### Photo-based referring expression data
------------------------------------------------------------
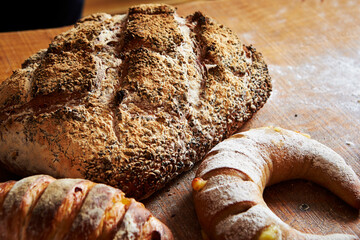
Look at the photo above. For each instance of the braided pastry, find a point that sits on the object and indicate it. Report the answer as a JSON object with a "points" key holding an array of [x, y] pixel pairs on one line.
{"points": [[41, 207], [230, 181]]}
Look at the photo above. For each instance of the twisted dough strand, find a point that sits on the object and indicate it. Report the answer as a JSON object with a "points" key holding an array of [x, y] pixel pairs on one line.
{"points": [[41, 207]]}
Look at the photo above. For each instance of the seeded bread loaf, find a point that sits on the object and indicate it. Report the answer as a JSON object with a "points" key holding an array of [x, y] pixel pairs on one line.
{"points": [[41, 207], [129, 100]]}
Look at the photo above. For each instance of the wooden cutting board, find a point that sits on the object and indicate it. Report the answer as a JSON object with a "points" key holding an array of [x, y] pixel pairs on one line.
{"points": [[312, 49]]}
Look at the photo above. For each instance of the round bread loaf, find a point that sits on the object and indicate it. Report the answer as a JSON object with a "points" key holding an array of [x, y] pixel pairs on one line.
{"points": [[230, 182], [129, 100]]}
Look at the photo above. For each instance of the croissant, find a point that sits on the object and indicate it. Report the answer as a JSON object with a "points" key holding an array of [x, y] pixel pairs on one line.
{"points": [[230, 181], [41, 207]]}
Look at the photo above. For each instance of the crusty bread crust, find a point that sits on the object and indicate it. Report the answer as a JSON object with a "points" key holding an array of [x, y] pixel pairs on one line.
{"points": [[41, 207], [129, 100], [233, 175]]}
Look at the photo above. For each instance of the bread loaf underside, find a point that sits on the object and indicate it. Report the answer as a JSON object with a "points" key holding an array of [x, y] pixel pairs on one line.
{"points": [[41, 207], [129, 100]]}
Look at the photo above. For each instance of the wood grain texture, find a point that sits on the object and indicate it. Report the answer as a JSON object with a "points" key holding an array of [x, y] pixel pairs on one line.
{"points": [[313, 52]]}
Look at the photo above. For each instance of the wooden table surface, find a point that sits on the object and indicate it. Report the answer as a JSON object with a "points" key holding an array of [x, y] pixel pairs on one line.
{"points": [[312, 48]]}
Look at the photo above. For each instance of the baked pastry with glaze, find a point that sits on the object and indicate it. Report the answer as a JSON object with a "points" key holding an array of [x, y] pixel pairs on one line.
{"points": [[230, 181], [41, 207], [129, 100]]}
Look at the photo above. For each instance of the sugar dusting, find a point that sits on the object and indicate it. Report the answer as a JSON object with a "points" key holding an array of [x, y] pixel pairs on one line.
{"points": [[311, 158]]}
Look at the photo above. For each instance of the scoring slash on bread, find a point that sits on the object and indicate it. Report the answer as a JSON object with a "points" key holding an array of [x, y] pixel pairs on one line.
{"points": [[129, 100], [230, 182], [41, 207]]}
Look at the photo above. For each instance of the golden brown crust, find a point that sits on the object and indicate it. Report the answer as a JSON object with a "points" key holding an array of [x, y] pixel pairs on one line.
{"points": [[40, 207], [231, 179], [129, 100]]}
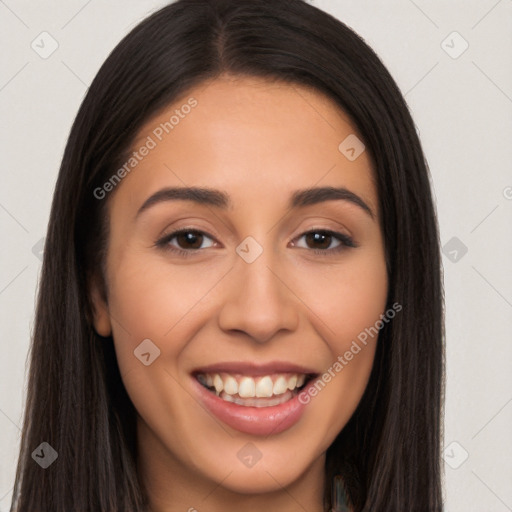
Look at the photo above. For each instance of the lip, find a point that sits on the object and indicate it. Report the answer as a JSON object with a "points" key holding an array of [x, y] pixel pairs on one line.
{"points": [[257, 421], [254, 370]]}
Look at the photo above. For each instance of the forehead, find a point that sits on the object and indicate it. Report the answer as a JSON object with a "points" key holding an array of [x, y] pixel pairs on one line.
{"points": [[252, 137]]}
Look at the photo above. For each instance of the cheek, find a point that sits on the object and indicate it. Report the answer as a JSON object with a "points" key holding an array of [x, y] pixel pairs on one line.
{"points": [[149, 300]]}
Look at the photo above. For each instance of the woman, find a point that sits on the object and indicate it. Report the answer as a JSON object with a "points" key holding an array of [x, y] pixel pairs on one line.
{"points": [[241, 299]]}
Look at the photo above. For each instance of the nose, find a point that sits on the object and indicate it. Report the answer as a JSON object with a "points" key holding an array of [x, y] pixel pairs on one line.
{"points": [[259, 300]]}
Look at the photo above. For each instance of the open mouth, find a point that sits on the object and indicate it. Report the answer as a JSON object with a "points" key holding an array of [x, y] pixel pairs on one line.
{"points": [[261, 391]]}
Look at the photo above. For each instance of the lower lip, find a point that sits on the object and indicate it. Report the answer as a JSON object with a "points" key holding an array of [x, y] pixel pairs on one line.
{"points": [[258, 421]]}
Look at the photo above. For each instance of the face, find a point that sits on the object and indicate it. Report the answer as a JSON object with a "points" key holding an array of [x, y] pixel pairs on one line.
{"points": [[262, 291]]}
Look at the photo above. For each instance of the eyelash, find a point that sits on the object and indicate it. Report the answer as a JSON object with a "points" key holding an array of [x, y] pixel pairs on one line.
------------------------------------------------------------
### TASK TO COMPLETE
Omitting the pictures, copy each record above exactly as it stands.

### ANSWER SPACE
Look at the photo above. For each instance of the braided pastry, find a point that sits on the object and indicate it. Report the answer as a JSON object with a "points" key holding an array of [x, y] pixel pairs on one line.
{"points": [[41, 207], [230, 181]]}
Look at the photo above. For each instance of the twisted dough strand, find a point that sits on the object and indicate it. Report the answer as a JSON object with a "points" key holding an array of [x, y] pixel pairs on one line.
{"points": [[41, 207]]}
Look at the photo above. For each instance of the seeded bread loaf, find a point that sits on the object and indicate it. Report the answer as a JSON object with a "points" key holding an array of [x, y] pixel pairs on one line.
{"points": [[41, 207], [129, 100]]}
Look at the photo above. For each instance of the wooden cutting board, find a point that sits on the object and indicate it. Report the answer as a JSON object with a "points" key holding an array of [x, y] pixel pairs on one line.
{"points": [[312, 49]]}
Look at the photo above. For each instance of the round bread loaf, find a point that sits on the object and indicate it. Report the answer as a JSON object with a "points" key holding an array of [x, y] pixel pairs on one line.
{"points": [[230, 182], [129, 100]]}
Look at the photo above. For each instance of the croissant, find a point that sits on the object and indicate it. Report the answer as a JSON object with a "points" key holding an array of [x, y] pixel pairs on one line.
{"points": [[230, 181], [41, 207]]}
Look at the photo above. For each instance of the crusty bread crust, find a point that sits on the object and indicate it. Report the answer as a JSON object with a "points" key holding an array of [x, y] pixel pairs on one line.
{"points": [[41, 207], [129, 100], [233, 175]]}
Look at the photo above. For each instance of the bread loaf underside, find a point that sits on the object and indicate it. Report the answer as a JSON object with a "points" key holding an array of [x, y] pixel pairs on one line.
{"points": [[41, 207], [129, 100]]}
Look at the photo above. For each instance of the wood grain texture, find a point that sits on the object and indicate it. Report the answer as a JSON object with a "points" key holding an array of [x, y] pixel pairs on one line.
{"points": [[313, 52]]}
Look at the photo above. For each instance of the wooden table surface, find a point that sits on the object and indicate it. Report the answer as a JSON object with a "points" key holding an array of [x, y] pixel pairs on one line.
{"points": [[312, 48]]}
Look at the photo above. For each instance of the baked pastry with glaze, find a point that sits on the object and indicate it. Report the answer as a JSON object with a "points" key holding an array of [x, y] pixel pairs on one line.
{"points": [[230, 181], [41, 207], [129, 100]]}
Look at the photo above. For each instance of the sugar dusting, find a point that sits on the object and indicate it. Report the answer as a JSON object with a "points" key holding an array of [x, y] pixel pairs on one line.
{"points": [[311, 158]]}
Look at the photo above. For each instance of the scoring slash on bread, find a point that sits on the object and indicate it. Report the answer as a JSON object with a "points" key holding an array of [x, y] pixel pairs on one line.
{"points": [[129, 100], [230, 182], [41, 207]]}
Look at the photo above. For each instance of the golden brown crust, find a point that sits on the object and indicate it. Report the answer as a JSON object with a "points" key holding an array of [x, y] pixel pairs on one line.
{"points": [[40, 207], [231, 179], [129, 100]]}
Look at the photo above. For each instance of the lip, find a point that sits on the object and indicate it. Report the answer as a JSON object with a "points" key holding an array of [x, y] pixel pairs on one line.
{"points": [[257, 421], [254, 370]]}
Look at the photo above. For each instance of the forehead, find a point that sits on the object and indicate it. Report the answer as a JSON object with a "points" key holding an array of [x, y] pixel pairs on one line.
{"points": [[252, 137]]}
Look at the photo above. For each instance of the cheek, find a point that sits on the object and indicate it. Report the answer as a JSON object with a "points" key holding an array of [x, y] pixel pairs on one line.
{"points": [[149, 300]]}
Look at the photo above. For each instance of the woman, find a point that sits on the object and indicate it. Report the answer as a JSON object with a "points" key holding an array of [x, y] pixel pairs on one line.
{"points": [[241, 299]]}
Look at the photo above. For each instance of the nose, find a point that sits on the object and indicate it. Report the answer as a JSON object with a "points" key holding an array of [x, y] pixel pairs on one line.
{"points": [[259, 300]]}
Look at the photo above. For each instance of the open mouth, find a point that sits on the object and indicate it. Report the answer as a JSON object with a "points" key holding an array of [x, y] pixel pairs on one line.
{"points": [[261, 391]]}
Look at the photo above. For each instance of the lower lip, find a point that sits on the object and indicate it. Report the answer as a JSON object with a "points" key holding an array of [x, y] pixel pairs on one line.
{"points": [[258, 421]]}
Look at the photo above. For each instance of the face, find a point that sits on the object and indicate it. Report the answer as a JSON object with a "points" key holding an array of [x, y] pixel pairs on one line.
{"points": [[262, 291]]}
Look at the photo above. For each instance of the eyelash, find a point that sits on the object and indicate it. Report the answer as a JSON object with a "points" key holding an array of [x, y] pixel pairs on one line.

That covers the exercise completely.